## TO DO
Once you find the line containing "of the person", output it and every line after it to the end of the records, exactly.

(SOURCE MATERIAL begins)

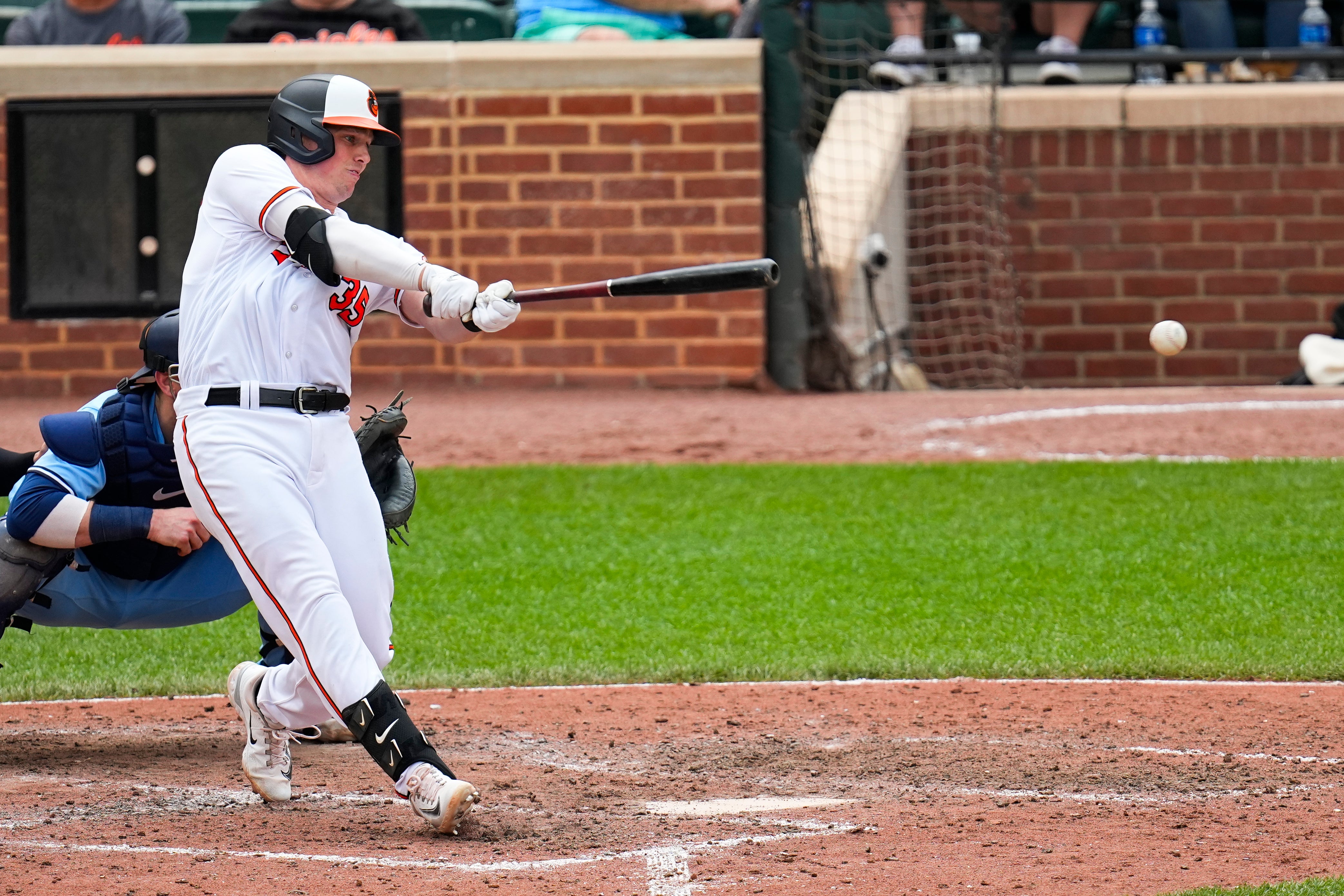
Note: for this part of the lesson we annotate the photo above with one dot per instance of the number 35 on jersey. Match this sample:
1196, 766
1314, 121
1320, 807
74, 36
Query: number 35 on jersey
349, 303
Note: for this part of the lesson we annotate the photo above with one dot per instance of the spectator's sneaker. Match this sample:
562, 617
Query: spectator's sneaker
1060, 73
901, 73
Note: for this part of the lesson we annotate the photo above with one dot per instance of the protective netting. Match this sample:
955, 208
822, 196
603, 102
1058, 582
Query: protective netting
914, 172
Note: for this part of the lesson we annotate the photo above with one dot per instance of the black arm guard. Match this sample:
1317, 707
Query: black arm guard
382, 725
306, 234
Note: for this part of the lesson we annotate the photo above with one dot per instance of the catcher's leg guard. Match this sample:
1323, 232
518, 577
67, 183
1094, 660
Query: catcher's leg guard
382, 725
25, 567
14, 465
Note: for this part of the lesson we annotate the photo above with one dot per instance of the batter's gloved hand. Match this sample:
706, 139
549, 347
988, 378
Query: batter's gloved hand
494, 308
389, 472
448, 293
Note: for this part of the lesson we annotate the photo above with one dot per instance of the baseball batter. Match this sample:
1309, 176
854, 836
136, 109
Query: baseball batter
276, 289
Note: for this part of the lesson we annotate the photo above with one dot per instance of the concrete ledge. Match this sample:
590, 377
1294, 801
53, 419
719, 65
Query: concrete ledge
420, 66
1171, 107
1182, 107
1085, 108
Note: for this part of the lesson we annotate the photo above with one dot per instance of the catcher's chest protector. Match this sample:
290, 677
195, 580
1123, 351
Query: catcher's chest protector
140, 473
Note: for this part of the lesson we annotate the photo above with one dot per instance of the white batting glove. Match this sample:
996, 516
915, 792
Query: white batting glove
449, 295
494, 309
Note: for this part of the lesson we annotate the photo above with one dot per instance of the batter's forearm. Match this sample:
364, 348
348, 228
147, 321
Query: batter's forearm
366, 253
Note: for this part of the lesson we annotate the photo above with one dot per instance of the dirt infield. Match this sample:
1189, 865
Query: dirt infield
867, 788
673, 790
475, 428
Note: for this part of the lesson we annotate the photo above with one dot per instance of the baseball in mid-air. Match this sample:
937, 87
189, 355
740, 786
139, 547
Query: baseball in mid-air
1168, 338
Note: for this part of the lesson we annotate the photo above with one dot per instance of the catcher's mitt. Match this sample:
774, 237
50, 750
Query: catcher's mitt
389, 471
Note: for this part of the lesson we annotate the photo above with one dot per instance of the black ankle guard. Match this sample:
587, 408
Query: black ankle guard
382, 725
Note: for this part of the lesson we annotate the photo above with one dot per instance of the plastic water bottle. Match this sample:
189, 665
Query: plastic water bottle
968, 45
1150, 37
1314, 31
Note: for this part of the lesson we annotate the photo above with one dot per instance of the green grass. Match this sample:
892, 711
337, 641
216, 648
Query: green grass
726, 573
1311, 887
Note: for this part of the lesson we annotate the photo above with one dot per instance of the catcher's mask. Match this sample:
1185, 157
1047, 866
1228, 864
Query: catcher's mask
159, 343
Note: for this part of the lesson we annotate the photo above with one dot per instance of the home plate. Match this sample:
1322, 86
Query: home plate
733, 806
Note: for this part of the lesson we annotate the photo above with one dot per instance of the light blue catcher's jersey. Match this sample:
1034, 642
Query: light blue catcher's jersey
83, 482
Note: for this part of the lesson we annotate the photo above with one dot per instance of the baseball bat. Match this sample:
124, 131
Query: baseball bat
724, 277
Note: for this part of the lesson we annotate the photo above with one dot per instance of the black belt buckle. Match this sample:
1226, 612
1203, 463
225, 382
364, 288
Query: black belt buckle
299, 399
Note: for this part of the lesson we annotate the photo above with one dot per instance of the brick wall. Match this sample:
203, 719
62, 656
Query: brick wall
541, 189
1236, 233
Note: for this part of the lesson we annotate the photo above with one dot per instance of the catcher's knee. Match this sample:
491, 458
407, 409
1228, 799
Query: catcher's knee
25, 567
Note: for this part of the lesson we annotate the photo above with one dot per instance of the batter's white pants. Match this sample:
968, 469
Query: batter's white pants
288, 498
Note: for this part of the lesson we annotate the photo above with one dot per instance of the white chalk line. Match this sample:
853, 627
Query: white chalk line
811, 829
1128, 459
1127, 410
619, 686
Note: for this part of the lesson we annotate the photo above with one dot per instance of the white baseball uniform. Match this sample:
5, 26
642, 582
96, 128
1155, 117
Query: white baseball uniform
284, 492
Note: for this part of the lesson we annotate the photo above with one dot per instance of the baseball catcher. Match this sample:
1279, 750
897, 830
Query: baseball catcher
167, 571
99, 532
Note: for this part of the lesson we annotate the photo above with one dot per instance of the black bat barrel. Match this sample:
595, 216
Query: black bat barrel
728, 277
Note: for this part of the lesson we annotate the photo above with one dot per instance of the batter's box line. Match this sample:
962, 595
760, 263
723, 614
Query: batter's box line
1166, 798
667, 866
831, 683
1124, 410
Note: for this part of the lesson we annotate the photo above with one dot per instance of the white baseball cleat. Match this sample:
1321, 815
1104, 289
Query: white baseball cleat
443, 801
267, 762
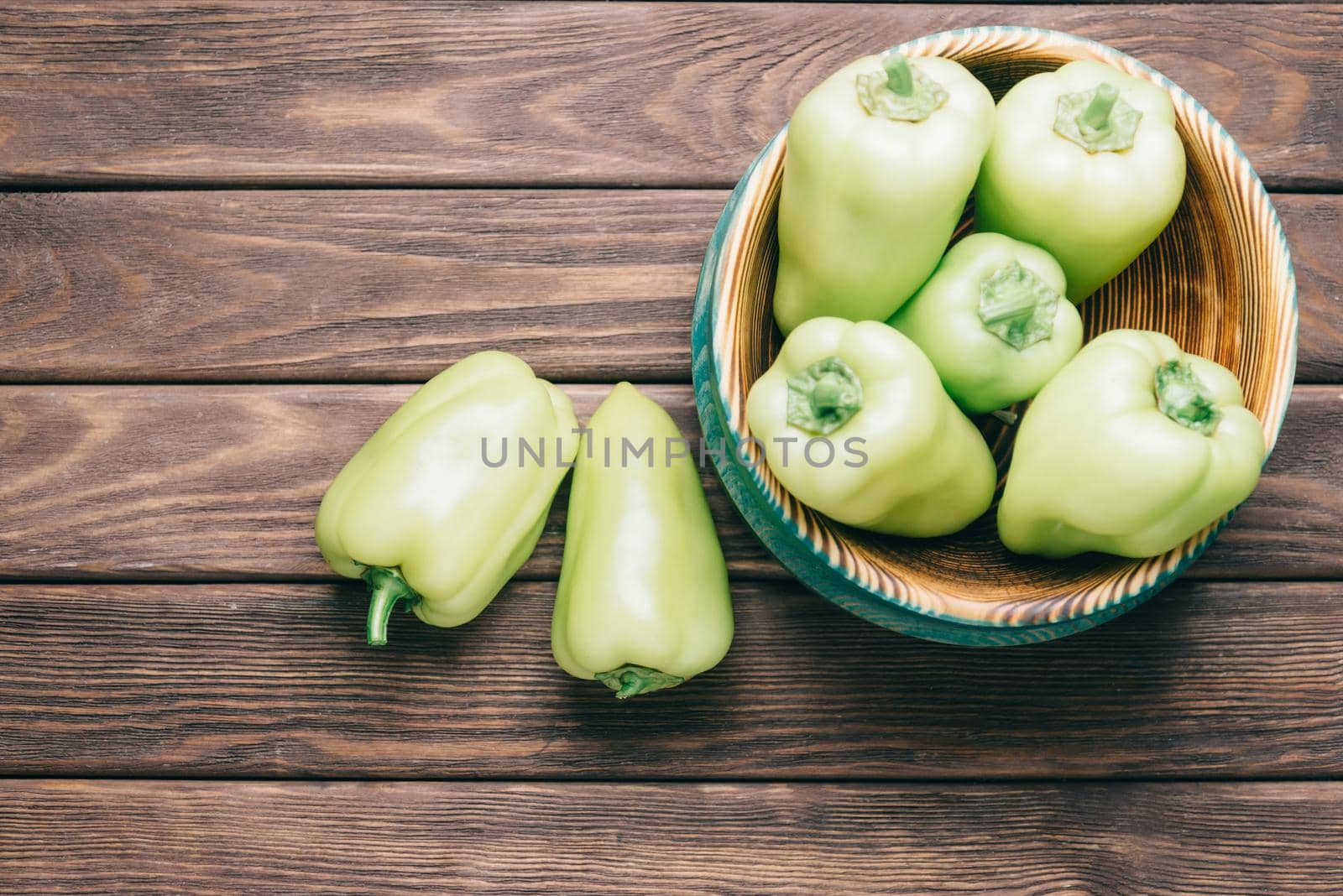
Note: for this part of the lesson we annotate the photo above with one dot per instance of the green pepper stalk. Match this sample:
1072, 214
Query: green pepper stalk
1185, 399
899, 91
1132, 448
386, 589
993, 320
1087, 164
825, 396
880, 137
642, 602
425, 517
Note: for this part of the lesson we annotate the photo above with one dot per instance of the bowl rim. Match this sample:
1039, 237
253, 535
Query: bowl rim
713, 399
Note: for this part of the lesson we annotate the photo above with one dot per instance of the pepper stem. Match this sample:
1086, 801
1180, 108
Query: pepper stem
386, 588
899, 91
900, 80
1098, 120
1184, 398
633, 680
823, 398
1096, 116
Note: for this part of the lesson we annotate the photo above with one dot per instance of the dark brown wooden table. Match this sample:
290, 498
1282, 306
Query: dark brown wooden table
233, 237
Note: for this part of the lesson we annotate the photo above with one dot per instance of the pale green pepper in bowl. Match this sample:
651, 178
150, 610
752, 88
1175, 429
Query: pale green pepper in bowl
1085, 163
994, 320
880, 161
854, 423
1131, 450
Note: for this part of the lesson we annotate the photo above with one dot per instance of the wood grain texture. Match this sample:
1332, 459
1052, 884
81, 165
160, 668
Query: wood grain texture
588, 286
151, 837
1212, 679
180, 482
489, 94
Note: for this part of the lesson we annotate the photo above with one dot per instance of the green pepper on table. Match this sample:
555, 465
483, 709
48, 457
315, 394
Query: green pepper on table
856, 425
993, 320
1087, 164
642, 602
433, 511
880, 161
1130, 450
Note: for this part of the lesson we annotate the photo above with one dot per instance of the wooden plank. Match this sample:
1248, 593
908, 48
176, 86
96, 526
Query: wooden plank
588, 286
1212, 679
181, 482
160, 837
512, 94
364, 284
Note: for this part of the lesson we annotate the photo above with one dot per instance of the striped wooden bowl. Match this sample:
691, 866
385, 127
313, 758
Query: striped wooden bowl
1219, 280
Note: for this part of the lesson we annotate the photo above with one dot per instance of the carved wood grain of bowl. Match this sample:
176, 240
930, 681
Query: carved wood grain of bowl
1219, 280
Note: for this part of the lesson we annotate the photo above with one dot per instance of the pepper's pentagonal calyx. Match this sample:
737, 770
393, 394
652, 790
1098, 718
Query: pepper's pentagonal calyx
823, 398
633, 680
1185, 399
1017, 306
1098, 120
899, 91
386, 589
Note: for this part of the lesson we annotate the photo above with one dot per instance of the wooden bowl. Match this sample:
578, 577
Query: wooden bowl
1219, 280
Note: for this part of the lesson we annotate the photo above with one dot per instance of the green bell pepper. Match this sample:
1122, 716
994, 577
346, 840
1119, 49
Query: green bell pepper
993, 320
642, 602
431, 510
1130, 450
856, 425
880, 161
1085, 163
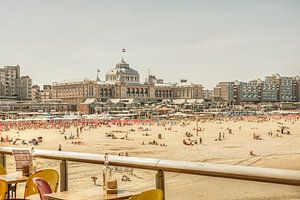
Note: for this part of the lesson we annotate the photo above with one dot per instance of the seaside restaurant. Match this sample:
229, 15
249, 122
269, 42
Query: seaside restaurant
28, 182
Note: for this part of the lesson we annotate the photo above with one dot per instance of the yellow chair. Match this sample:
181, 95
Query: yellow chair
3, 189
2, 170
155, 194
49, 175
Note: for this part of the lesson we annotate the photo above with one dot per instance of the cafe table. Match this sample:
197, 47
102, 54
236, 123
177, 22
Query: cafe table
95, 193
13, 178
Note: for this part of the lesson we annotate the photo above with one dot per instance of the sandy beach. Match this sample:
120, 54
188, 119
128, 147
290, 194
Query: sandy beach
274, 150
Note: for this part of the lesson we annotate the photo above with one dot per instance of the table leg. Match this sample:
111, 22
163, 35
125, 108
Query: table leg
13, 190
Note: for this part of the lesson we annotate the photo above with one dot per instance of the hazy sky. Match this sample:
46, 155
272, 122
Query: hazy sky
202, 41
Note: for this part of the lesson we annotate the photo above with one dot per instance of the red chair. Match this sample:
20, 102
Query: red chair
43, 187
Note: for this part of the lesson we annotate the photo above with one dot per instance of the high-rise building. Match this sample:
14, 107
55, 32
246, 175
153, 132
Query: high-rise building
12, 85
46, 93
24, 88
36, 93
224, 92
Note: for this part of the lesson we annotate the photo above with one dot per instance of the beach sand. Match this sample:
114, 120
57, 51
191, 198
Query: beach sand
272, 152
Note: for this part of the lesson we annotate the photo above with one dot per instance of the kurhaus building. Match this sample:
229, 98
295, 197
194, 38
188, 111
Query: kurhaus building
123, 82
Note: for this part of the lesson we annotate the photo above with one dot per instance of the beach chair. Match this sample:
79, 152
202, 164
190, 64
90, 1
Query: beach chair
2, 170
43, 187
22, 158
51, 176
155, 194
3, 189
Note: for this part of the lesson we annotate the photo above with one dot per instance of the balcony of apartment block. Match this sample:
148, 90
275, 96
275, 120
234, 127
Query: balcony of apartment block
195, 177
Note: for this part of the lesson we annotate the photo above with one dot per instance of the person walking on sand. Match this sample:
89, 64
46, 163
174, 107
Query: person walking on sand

(SOURCE MATERIAL ends)

## SOLUTION TO THE EXERCISE
Note: for this part of the lesson we annotate the photo above with one dot per instance of the person walking on sand. Match this sample:
89, 64
46, 163
174, 107
Query: person walking on sand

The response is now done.